- [EXERCISE AIM] Copy every record exactly, and keep the pictures out.

- [DATA EXTRACT]
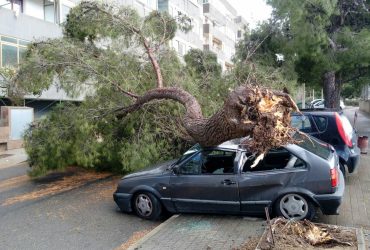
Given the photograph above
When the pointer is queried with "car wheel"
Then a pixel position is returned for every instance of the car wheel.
(147, 206)
(343, 169)
(295, 206)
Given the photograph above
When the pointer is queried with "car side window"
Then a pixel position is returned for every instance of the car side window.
(321, 123)
(275, 159)
(210, 162)
(193, 166)
(302, 123)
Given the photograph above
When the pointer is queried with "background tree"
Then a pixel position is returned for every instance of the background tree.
(327, 42)
(126, 61)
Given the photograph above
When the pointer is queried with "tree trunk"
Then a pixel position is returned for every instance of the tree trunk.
(248, 111)
(332, 85)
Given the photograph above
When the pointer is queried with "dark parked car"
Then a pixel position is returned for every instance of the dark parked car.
(334, 128)
(292, 181)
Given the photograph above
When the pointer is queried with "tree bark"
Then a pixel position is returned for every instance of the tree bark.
(248, 111)
(331, 89)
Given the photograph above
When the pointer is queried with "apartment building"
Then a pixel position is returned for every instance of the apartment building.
(183, 42)
(220, 30)
(23, 21)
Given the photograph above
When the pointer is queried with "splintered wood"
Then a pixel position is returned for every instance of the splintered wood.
(291, 234)
(269, 112)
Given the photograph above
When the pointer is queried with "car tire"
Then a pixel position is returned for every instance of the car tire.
(294, 206)
(343, 169)
(147, 206)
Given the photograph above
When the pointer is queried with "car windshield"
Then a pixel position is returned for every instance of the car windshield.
(314, 146)
(190, 152)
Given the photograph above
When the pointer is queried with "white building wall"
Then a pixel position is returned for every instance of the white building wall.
(34, 8)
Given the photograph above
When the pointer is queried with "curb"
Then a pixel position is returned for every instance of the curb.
(137, 244)
(361, 245)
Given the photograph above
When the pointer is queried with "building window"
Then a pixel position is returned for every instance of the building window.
(49, 11)
(12, 51)
(64, 13)
(217, 44)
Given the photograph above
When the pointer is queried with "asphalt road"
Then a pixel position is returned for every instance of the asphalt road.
(47, 215)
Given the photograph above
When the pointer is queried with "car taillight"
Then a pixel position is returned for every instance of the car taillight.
(334, 177)
(345, 137)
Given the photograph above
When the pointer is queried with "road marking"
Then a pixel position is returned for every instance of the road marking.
(65, 184)
(12, 182)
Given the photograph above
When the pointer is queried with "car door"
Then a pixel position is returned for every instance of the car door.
(260, 185)
(206, 183)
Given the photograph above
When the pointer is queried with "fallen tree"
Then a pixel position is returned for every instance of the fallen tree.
(94, 32)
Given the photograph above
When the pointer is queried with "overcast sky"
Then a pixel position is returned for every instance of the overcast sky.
(252, 10)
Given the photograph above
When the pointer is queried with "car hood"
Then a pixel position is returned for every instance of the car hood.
(157, 169)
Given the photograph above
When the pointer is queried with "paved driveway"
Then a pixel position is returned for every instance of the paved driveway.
(50, 215)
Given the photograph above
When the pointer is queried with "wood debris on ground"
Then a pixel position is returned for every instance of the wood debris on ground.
(270, 113)
(292, 234)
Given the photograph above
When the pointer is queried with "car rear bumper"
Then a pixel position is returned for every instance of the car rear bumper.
(353, 160)
(123, 201)
(329, 203)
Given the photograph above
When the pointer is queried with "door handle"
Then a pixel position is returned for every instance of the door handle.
(228, 182)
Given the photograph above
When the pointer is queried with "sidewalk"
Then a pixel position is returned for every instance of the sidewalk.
(12, 157)
(201, 232)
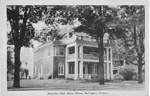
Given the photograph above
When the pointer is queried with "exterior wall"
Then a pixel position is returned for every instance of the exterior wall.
(43, 61)
(58, 60)
(44, 67)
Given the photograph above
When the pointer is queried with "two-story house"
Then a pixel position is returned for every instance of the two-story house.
(72, 59)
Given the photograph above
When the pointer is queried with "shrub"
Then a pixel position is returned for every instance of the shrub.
(127, 73)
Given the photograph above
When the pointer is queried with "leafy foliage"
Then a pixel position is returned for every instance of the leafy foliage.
(127, 73)
(10, 63)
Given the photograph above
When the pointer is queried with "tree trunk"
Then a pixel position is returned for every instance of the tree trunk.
(17, 66)
(101, 63)
(140, 74)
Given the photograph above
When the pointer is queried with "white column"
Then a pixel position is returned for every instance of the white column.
(124, 62)
(76, 62)
(66, 63)
(111, 64)
(107, 61)
(81, 63)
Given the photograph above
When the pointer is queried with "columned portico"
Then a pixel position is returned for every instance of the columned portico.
(80, 60)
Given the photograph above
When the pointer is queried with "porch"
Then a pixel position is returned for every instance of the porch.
(88, 71)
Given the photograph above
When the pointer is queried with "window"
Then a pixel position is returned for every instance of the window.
(60, 51)
(35, 70)
(49, 52)
(71, 68)
(70, 35)
(89, 50)
(71, 50)
(61, 69)
(94, 69)
(109, 54)
(41, 69)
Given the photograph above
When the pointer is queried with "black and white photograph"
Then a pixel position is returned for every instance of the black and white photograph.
(75, 49)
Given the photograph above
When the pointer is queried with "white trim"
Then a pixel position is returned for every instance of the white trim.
(61, 65)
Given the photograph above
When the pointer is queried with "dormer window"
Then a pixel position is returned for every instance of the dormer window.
(70, 35)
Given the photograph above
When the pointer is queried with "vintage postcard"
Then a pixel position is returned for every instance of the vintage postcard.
(88, 47)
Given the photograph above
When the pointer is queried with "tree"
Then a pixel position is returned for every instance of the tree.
(133, 19)
(96, 21)
(10, 63)
(22, 31)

- [WORKED ANSWER]
Given the photograph above
When the pointer is queried with "car wheel"
Then a pixel position is returned for every instance of the car wheel.
(147, 206)
(343, 169)
(295, 206)
Given the photograph above
When the pointer is queried with "car side window"
Then a pixel position is returned for every instance of the car side window.
(321, 123)
(275, 159)
(210, 162)
(193, 166)
(302, 123)
Given the photograph above
When the pointer is queried with "background tree"
Then a pixel position is returned for every instance of the background tree.
(327, 42)
(126, 61)
Given the photograph above
When the pointer is queried with "tree trunk"
Then a pixel position is returned for every instance of the tree trunk.
(248, 111)
(332, 85)
Given the photograph above
When the pointer is queried with "dark parked car"
Then a pixel position is returned for every instance of the dark parked car.
(334, 128)
(292, 181)
Given the photograph above
When the pointer is queried with "tree bark"
Then a pixel position is returned for every instance of the tree bark.
(248, 111)
(331, 89)
Given the photograph above
When the pointer is queried with "apartment building"
Then a pixel position is returned for every instance of the apartment building.
(183, 42)
(220, 30)
(23, 21)
Given the photograph above
When the pointer is queried with "splintered wood"
Then a pixel position is returned for every instance of the splintered wood.
(291, 234)
(269, 112)
Given the photograph above
When the pointer is queried with "car tire"
Then a pixel position is returned for every instance of the car tire.
(294, 206)
(343, 169)
(147, 206)
Given the photograph above
When the pointer is queried with "car windshield"
Then a pixel position is returned for every instance of the car windshield.
(314, 146)
(190, 152)
Given the photograph above
When the pointer is queried with "white building wall"
Then a pixel position is returned for every instance of the white building wall.
(34, 8)
Given the photograph above
When the pointer is queried with "curb"
Then a pixel position is returned for every instance of the curb.
(137, 244)
(361, 245)
Given the photograph above
When the pointer is queried with "building window"
Then a pixel position is returned for every instance of the building window.
(49, 11)
(12, 51)
(64, 13)
(217, 44)
Given the photograph above
When the pointer is queried with "asphalt road"
Then a pixel position is returned for every instance of the asphalt road.
(47, 215)
Given the photograph above
When the pointer is queried with "car taillight"
Then a pixel position is returned for every instance of the car taillight.
(334, 177)
(345, 137)
Given the photograph above
When the pointer is queried with "road marking"
Then a pixel position is returned for every instance of the road marking.
(65, 184)
(12, 182)
Given the photograph above
When the pointer is queried with "car door"
Then a pixel position is returned for every instance of the car door.
(260, 185)
(206, 183)
Given the photograph above
When the pointer is queried with "fallen tree"
Then a pixel position is returned for every instance of the fallen tree.
(94, 32)
Given the photograph above
When the pointer is queried with "overcast sky"
Then a pixel position is returned for every instance of the overcast sky.
(252, 10)
Given the photograph above
When the pointer is queried with "car hood"
Then a pixel position is returned for every instance of the car hood.
(157, 169)
Given the photograph above
When the pointer is queried with "paved driveway"
Then a pixel position is returned for every instance of the paved driveway.
(50, 215)
Given the photograph above
When the pointer is queried with "wood debris on ground"
Then a pixel position is returned for every instance of the wood debris on ground.
(270, 113)
(292, 234)
Given the photograph above
When the pointer is queried with "car rear bumper"
Then a pixel position is returned for every instance of the car rear bumper.
(353, 160)
(123, 201)
(329, 203)
Given the photograph above
When the pointer is queried with "door handle"
Then a pixel position is returned for every instance of the door handle.
(228, 182)
Given the photograph above
When the pointer is queried with "sidewalk"
Then a pixel position is returned for every instance of the sidewalk.
(12, 157)
(201, 232)
Given the photograph above
When the pointer is queried with "exterior wall"
Then a pixel position is returned for every instance of the exterior wall.
(43, 61)
(58, 60)
(44, 67)
Given the photograph above
When the pointer is queried with "two-story house"
Then a pixel position is returned for every instance of the two-story house.
(72, 59)
Given the photograph above
When the pointer is queried with "shrub"
Then a pixel position is returned for every instance of the shrub.
(127, 73)
Given the photograph above
When the pointer is queried with "leafy foliage"
Then a pixel position is returned for every instance of the leafy foliage.
(127, 73)
(10, 63)
Given the photograph above
When the pointer is queried with "tree trunk"
Then a pixel position is returned for every instance of the tree trunk.
(17, 66)
(101, 63)
(140, 74)
Given the photograph above
When the pointer is queried with "white column"
Then a pixel position is returned for every instance of the white column.
(124, 62)
(76, 62)
(66, 63)
(111, 64)
(107, 61)
(81, 63)
Given the photograph above
When the pointer is queried with "columned portico"
Then a pixel position is returned for every instance of the columned portico.
(80, 60)
Given the photograph above
When the pointer is queried with "porch"
Then a pixel position is returned for every instance of the porch.
(88, 71)
Given the photograph above
When the pointer is queried with "window"
Then a pixel position is returned for every instance of the window.
(60, 51)
(35, 70)
(49, 52)
(71, 68)
(70, 35)
(89, 50)
(71, 50)
(61, 69)
(94, 69)
(109, 54)
(41, 69)
Given the photograph above
When the pointer is queried with "black and white photograph"
Then a pixel position is returned for every instance of the black and white photograph.
(75, 49)
Given the photograph above
When the pointer is queried with "white trim"
Then a pixel position is returned for every instance of the white trim.
(61, 65)
Given the photograph above
When the pointer is queried with "dormer window"
Then a pixel position is returned for every instance of the dormer window.
(70, 35)
Given the photograph above
When the pointer is queried with "vintage postcard"
Then a pixel position is returned for every instance of the vintage postcard.
(88, 47)
Given the photograph above
When the pointer is queried with "tree"
Then a pixel position is returned for every instance of the tree.
(133, 19)
(96, 21)
(10, 63)
(22, 31)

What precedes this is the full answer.